┌─ Extrait du document

Les Libanais demandent l’octroi de la nationalité au « héros » palestinien de l’attaque de Tripoli
« Un héros ». C’est en ces termes que l’intervention courageuse d’un jeune Palestinien de 33 ans, Saber Mourad, a été saluée sur les réseaux sociaux par les Libanais, après les multiples attaques perpétrées dans la ville de Tripoli, au soir du 3 juin, veille de la célébration de l’Aïd al-Fitr, par un « loup solitaire » du groupe État islamique (EI), Abdel Rahman Mabsout.
Ces attaques ont endeuillé une nouvelle fois la capitale du Liban-Nord, puisque deux militaires, le lieutenant Hassan Ali Farhat et le soldat Ibrahim Mohamed Saleh, ainsi que deux membres des Forces de sécurité intérieure (FSI), le sergent Johnny Khalil et le caporal Youssef Faraj, ont été tués par balles.

└─
┌─ Données extraites

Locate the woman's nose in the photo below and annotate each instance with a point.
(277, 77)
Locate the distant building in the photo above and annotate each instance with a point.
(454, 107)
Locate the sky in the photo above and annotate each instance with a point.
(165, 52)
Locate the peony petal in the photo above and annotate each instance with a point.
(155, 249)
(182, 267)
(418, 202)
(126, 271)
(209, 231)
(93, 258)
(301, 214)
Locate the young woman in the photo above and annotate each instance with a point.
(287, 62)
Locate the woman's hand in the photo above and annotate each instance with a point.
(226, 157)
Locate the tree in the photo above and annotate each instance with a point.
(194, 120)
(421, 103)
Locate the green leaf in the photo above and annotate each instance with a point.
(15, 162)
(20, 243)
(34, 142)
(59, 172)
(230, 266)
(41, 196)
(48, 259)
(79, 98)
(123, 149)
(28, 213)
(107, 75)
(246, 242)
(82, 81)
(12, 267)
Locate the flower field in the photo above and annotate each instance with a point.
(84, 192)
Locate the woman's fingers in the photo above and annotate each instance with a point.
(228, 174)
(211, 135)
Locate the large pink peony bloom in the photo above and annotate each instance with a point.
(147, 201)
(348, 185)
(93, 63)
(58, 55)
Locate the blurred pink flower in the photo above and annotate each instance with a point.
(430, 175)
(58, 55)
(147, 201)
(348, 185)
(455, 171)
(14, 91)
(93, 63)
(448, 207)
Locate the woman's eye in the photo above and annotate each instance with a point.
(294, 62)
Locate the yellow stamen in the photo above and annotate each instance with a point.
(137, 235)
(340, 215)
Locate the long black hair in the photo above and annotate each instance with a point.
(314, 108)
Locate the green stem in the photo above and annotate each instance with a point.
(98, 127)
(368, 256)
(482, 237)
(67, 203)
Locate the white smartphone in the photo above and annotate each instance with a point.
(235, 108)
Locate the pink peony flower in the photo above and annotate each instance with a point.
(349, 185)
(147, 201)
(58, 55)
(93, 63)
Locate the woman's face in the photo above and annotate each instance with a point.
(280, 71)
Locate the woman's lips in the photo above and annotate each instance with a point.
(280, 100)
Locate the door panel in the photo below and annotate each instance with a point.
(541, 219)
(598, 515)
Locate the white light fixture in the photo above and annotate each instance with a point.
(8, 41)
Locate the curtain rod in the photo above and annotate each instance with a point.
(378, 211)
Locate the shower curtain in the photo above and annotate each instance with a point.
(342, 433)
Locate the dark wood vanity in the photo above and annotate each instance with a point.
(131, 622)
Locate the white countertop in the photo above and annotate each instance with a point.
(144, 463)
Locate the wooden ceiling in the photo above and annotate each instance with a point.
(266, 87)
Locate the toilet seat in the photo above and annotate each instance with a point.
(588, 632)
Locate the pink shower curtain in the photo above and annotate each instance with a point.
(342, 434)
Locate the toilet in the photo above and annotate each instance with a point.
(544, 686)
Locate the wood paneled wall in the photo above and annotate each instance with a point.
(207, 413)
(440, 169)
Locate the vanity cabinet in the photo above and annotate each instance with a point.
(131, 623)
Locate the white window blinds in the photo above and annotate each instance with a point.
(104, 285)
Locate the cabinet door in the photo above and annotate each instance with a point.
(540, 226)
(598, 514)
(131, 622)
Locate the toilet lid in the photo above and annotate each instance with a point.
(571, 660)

└─

Écrivez la suite de l'article sur l'attaque de Tripoli, juste après sa dernière phrase.

Selon les premières données de l’enquête, Abdel Rahman Mabsout serait un loup solitaire. L’homme avait combattu aux côtés de l’EI en Syrie, avant de revenir au Liban en 2016. Interrogé par les services de sécurité et incarcéré, il avait été libéré un an plus tard.
Il fonce sur l’assaillant avec sa voiture
Au soir du 3 juin, Saber Mourad croise par hasard la route de l’assaillant, dont il remarque le comportement étrange, alors que lui-même va retrouver ses amis dans un café, comme tous les soirs du Ramadan.
Comprenant tout de suite la situation, le jeune Palestinien décide de pourchasser Abdel Rahman Mabsout, qui a déjà fait plusieurs morts et blessés, fonçant sur la mobylette du tireur avec sa voiture.
Mabsout tire alors sur Saber Mourad, le blessant à la tête et au dos. Quelques minutes plus tard, retranché dans un appartement, l’assaillant déclenche sa ceinture d’explosifs et se suicide, alors que l’immeuble où il se trouvait avait été encerclé par l’armé et les FSI.
Dans un état critique, le Palestinien est transporté à l’Hôpital islamique de Tripoli, où les médecins parviennent à le stabiliser.
Si lui-même paraît incapable dans l’immédiat de se rappeler précisément ce qui s’est passé ce soir-là à cause de sa blessure à la tête, ses proches, interviewés dans les médias libanais et arabes, soulignent que le jeune homme a « toujours été extrêmement courageux ».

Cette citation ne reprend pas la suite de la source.